__Your goal__
What is needed is the run of lines from the one with "the woman's hand" through the close of the data, set down exactly.

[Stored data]
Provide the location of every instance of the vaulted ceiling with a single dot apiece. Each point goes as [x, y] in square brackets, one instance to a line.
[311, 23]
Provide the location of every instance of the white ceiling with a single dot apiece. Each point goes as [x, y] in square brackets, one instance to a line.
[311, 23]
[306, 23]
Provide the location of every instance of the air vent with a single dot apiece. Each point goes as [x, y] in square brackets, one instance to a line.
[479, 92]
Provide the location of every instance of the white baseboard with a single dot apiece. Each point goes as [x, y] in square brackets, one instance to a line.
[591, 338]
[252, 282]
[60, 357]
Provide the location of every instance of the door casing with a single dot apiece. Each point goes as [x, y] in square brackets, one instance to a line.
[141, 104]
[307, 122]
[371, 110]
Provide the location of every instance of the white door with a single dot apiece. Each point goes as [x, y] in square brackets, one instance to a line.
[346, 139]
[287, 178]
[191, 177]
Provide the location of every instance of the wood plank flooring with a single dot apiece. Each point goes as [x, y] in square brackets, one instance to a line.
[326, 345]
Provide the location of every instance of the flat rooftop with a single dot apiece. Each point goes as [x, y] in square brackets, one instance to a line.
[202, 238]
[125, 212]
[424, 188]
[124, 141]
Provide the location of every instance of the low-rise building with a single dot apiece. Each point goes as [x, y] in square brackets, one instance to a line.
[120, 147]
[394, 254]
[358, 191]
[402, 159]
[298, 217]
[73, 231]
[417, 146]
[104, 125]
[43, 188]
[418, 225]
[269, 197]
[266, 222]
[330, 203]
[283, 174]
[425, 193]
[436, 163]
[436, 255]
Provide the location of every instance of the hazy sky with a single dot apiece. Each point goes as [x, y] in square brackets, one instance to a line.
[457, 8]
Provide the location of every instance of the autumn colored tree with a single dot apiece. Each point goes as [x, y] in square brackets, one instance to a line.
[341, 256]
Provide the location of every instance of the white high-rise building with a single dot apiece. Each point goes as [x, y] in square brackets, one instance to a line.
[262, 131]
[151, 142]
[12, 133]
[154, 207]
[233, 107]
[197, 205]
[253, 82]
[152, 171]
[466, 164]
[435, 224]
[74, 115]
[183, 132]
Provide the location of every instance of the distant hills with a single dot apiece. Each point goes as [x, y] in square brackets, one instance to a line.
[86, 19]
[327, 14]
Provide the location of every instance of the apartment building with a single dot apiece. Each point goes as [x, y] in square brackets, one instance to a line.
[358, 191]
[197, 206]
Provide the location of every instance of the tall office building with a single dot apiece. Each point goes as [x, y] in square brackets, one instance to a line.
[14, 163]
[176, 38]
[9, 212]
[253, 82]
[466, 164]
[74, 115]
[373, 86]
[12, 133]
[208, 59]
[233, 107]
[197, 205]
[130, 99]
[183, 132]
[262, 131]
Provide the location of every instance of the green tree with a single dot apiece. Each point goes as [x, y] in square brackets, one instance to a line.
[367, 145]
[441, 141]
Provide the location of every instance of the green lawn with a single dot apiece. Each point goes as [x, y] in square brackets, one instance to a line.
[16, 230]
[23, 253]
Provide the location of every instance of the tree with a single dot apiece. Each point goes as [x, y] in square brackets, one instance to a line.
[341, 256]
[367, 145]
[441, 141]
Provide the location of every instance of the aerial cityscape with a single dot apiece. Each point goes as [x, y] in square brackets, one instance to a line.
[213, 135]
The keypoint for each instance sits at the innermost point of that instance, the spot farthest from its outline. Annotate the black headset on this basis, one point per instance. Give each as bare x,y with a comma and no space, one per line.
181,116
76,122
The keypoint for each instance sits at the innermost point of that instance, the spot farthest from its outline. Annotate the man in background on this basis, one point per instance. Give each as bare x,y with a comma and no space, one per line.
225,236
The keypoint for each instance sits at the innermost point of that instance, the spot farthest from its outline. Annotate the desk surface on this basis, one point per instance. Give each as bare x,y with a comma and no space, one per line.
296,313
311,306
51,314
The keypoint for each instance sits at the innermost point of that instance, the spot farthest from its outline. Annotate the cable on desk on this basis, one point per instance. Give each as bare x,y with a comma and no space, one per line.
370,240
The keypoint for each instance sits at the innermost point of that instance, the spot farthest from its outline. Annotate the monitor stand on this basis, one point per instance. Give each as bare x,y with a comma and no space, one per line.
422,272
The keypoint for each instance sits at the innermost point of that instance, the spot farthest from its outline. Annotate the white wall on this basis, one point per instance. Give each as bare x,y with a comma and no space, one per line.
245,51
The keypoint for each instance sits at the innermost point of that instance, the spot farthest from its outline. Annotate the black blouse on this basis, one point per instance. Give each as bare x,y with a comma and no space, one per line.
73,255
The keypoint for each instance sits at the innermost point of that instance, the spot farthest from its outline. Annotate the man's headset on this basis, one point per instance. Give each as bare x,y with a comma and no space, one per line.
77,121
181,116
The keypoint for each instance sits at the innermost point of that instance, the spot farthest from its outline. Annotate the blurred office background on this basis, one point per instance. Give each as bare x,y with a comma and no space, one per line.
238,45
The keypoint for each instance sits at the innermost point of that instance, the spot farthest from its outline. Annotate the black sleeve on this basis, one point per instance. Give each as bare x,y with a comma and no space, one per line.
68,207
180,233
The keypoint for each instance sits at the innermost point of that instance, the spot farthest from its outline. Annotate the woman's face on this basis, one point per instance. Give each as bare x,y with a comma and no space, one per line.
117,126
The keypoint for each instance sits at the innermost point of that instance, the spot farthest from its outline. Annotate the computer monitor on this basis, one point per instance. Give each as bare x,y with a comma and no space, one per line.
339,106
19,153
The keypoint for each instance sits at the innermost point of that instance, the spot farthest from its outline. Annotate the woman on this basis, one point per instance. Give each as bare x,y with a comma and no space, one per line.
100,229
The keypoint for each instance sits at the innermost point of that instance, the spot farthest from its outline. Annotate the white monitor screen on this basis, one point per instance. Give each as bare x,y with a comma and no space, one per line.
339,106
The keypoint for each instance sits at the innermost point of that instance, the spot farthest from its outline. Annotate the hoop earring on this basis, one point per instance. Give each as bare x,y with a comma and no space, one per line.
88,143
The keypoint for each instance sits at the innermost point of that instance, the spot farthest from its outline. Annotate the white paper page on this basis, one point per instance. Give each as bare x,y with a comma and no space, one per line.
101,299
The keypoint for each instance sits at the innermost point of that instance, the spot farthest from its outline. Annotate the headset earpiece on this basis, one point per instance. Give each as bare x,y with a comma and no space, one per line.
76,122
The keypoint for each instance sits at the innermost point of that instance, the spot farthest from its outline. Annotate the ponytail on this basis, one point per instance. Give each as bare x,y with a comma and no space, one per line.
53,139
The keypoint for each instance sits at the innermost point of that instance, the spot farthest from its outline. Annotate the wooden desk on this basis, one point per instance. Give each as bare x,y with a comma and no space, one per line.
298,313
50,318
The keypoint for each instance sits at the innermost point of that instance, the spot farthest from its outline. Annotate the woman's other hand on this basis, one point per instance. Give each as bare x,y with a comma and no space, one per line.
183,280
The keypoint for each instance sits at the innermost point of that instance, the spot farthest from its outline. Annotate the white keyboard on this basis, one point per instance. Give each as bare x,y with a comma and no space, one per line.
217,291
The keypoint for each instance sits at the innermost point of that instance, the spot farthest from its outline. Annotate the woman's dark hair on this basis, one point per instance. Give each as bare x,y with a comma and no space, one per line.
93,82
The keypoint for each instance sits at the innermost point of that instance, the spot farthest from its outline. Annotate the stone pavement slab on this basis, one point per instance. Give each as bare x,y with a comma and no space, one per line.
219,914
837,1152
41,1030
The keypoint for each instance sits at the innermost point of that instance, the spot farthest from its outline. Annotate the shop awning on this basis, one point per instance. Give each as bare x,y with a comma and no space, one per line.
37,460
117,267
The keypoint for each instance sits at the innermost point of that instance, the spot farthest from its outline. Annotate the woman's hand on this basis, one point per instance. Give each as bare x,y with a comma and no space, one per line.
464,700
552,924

__Output of the exercise__
The keypoint for each instance sits at the innermost point of that instance, the spot farthest from its outline. Annotate the woman's hand on this basis, one point per instance. Give each as bare x,y with a comma and no space, one per line.
464,700
552,924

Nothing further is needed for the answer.